• **Passage provided**
-- begin --

Saturday 14 September 2019

Soundgarden - Badmotorfinger


I don't really remember buying this record. Most albums I own I can tell you exactly where and roughly when I bought them, but I'm drawing a blank with this one. I just checked my spreadsheet and it was in a second hand shop in Oxford in 2005 - if I had to guess a few options, that would have been one of them, but I wasn't really very sure.

Piecing events together from other records gigs and memories, I was in Oxford on the way to London for a gig, a trip that also stopped off in Brighton - I was dragging my friend Thom along to see Pop Will Eat Itself, and he was visiting his girlfriend (now wife) in Oxford, then driving back to Brighton; we then got the train up to London for the PWEI show (which he hated - things got much easier when I realised it was better to just go to shows on my own than try to find someone who wants to go). I also bought a bunch of great records in Brighton before heading back up to Lancaster.

-- end --

• **Recorded information**
-- begin --

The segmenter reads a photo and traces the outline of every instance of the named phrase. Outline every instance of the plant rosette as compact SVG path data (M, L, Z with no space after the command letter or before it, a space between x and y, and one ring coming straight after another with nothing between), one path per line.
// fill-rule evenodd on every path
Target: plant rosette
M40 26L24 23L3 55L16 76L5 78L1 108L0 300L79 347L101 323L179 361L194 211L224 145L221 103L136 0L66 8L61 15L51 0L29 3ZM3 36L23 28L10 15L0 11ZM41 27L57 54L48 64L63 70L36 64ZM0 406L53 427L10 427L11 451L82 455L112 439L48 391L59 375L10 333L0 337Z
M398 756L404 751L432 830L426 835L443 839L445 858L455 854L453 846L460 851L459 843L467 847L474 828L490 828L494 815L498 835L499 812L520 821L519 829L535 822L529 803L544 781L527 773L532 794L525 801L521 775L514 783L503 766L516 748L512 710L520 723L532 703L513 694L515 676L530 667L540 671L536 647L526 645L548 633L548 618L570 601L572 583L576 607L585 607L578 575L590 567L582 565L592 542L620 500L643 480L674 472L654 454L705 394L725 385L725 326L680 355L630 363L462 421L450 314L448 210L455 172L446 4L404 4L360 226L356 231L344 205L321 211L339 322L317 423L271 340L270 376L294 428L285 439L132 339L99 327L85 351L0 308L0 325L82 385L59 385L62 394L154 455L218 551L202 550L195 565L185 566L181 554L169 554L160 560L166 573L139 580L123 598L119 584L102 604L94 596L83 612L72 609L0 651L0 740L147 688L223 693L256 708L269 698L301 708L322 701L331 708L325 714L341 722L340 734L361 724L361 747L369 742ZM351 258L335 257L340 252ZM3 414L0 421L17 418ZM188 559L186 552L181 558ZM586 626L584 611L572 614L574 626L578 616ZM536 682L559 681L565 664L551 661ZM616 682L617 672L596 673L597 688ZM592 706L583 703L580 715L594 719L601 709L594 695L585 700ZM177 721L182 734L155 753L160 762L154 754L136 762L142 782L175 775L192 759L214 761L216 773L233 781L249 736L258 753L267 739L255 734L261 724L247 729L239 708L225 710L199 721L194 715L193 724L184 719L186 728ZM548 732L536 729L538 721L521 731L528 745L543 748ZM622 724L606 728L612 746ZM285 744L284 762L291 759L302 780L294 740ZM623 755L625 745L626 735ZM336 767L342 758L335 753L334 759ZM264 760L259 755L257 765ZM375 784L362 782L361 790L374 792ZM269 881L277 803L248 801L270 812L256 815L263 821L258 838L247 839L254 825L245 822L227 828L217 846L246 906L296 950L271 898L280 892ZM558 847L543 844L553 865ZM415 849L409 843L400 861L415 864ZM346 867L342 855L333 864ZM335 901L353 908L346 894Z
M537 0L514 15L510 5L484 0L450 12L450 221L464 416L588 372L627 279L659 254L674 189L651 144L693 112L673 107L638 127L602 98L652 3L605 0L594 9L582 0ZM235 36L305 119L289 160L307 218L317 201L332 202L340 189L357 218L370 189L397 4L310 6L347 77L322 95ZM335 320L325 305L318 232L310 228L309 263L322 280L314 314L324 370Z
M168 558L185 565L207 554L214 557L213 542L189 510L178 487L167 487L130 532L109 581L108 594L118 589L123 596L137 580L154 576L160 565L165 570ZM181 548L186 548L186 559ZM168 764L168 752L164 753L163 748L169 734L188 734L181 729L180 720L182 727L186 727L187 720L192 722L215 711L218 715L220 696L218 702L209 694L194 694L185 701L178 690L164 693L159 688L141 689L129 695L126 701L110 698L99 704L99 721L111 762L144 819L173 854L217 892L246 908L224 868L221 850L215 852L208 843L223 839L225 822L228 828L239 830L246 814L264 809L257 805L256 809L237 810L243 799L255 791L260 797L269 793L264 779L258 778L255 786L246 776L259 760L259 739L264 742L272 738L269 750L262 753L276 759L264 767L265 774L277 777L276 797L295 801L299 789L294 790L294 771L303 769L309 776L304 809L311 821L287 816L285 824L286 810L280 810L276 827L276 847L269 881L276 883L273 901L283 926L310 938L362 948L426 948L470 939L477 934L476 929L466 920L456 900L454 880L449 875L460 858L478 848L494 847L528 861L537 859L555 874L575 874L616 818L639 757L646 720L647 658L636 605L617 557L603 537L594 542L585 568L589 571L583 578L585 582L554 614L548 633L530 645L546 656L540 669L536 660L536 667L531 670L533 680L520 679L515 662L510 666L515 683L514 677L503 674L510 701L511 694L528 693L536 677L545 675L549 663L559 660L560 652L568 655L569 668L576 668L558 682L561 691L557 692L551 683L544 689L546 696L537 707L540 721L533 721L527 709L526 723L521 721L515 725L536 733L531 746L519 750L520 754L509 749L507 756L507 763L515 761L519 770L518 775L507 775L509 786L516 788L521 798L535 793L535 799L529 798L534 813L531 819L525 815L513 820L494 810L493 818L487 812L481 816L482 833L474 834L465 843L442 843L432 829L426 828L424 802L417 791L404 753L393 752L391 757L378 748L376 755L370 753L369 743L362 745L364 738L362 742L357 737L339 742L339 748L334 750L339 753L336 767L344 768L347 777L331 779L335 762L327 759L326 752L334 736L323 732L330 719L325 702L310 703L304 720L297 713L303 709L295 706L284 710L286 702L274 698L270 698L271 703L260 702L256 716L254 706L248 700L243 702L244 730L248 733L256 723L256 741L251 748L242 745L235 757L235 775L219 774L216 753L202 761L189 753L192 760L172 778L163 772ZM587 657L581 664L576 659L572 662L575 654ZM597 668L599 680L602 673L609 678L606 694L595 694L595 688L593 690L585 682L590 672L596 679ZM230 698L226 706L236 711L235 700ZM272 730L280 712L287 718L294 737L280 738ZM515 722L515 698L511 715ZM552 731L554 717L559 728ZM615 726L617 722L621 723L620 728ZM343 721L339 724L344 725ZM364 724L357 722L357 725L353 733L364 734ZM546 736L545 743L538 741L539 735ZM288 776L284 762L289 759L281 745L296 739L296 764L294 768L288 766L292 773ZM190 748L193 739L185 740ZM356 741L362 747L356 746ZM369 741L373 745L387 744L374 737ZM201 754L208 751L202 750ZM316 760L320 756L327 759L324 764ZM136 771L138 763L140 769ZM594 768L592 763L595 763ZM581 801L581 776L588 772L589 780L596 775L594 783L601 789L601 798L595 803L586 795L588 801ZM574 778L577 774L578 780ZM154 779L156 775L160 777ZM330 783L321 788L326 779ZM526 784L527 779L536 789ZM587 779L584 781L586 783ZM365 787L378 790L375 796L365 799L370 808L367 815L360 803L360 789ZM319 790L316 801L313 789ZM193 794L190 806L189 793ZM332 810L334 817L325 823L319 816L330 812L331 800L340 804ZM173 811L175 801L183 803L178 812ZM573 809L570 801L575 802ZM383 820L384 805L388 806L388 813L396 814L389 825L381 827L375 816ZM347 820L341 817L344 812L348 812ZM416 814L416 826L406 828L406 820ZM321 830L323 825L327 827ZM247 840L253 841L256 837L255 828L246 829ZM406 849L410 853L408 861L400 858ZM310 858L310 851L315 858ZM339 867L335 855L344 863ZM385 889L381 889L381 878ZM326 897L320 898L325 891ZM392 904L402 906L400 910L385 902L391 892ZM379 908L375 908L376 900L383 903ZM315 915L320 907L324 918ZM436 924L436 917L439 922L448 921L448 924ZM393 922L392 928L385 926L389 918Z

-- end --

• **Goal 1**
Based on the blog post, say whether each statement agrees with it, answering yes or no and quoting the words that decide it. (a) The writer bought the album in a second hand shop in Oxford in 2005. (b) Thom enjoyed the Pop Will Eat Itself show. (c) The writer bought records in Brighton before returning to Lancaster.
• **Goal 2**
Answer these questions from the blog post:
(a) What date appears at the top?
(b) What did the writer check to find out where the album was bought?
(c) How did the writer and Thom travel to London?
• **Goal 3**
Set down the part of the blog post starting at "I don't really" and ending at "really very sure.", word for word.

• **Correct result 1**
(a) Yes: "it was in a second hand shop in Oxford in 2005"
(b) No: "which he hated"
(c) Yes: "I also bought a bunch of great records in Brighton before heading back up to Lancaster"

• **Correct result 2**
(a) Saturday 14 September 2019
(b) A spreadsheet
(c) By train

• **Correct result 3**
I don't really remember buying this record. Most albums I own I can tell you exactly where and roughly when I bought them, but I'm drawing a blank with this one. I just checked my spreadsheet and it was in a second hand shop in Oxford in 2005 - if I had to guess a few options, that would have been one of them, but I wasn't really very sure.